任务清单:
#1 在阅读文本中，从“#### 1. 数据读入”起一直到“lines = f.readlines()”为止，将这一段逐字照录下来。
#2 把阅读文本中的标题“数据读入与处理”译成英文。

阅读文本:
In [12]:
import warnings
warnings.filterwarnings("ignore")

import os
import jieba
import torch
import pickle
import torch.nn as nn
import torch.optim as optim
import pandas as pd

from ark_nlp.model.ner.global_pointer_bert import GlobalPointerBert
from ark_nlp.model.ner.global_pointer_bert import GlobalPointerBertConfig
from ark_nlp.model.ner.global_pointer_bert import Dataset
from ark_nlp.model.ner.global_pointer_bert import Task
from ark_nlp.model.ner.global_pointer_bert import get_default_model_optimizer
from ark_nlp.model.ner.global_pointer_bert import Tokenizer

### 一、数据读入与处理

#### 1. 数据读入

In [13]:
import os
from ark_nlp.factory.utils.conlleval import get_entity_bio


datalist = []
with open('../data/train_data/train.txt', 'r', encoding='utf-8') as f:
    lines = f.readlines()
    lines.append('\n')
    
    text = []
    labels = []
    label_set = set()
    
    for line in lines: 
        if line == '\n':                
            text = ''.join(text)

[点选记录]

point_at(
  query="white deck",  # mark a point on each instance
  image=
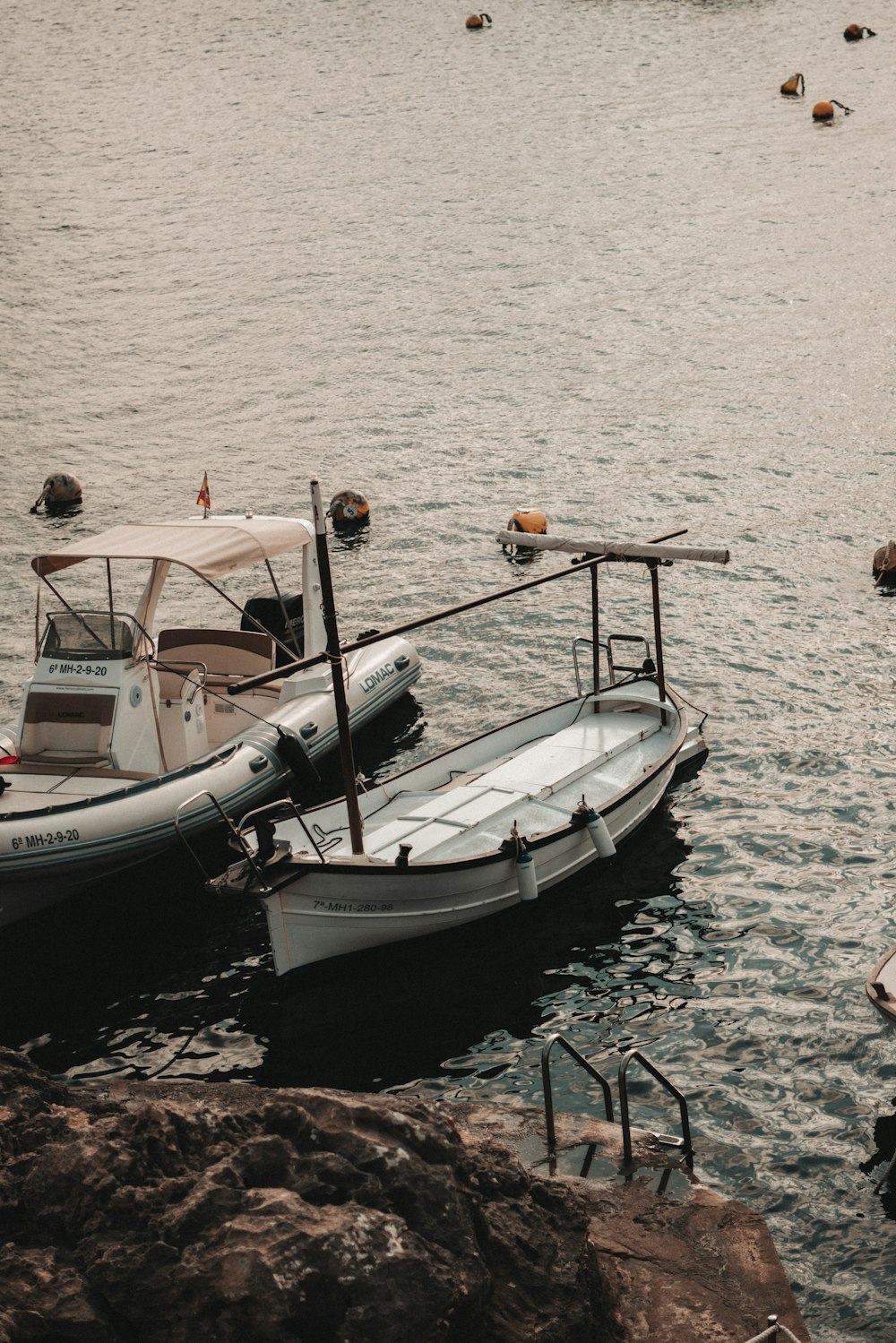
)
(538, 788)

...

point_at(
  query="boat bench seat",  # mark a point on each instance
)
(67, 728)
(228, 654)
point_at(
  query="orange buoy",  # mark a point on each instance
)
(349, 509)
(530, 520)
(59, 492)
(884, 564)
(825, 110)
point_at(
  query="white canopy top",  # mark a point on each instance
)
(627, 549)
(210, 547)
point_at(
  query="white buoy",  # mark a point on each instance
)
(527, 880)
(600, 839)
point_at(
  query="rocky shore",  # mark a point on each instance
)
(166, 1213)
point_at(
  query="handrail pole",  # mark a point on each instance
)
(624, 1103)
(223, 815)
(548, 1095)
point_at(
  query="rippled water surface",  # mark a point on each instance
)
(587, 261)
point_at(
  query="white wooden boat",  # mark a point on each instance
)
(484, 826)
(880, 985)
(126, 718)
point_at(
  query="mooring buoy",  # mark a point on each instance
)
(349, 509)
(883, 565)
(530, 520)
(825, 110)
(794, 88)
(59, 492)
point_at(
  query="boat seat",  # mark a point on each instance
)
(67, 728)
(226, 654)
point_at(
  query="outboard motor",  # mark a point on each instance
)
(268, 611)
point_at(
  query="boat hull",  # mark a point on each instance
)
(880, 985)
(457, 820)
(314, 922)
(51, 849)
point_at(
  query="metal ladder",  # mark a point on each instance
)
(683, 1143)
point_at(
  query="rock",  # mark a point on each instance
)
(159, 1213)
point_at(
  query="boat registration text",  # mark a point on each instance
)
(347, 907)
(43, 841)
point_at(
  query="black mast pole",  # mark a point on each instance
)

练习结果:
#1
#### 1. 数据读入

In [13]:
import os
from ark_nlp.factory.utils.conlleval import get_entity_bio


datalist = []
with open('../data/train_data/train.txt', 'r', encoding='utf-8') as f:
    lines = f.readlines()

#2 Data Loading and Processing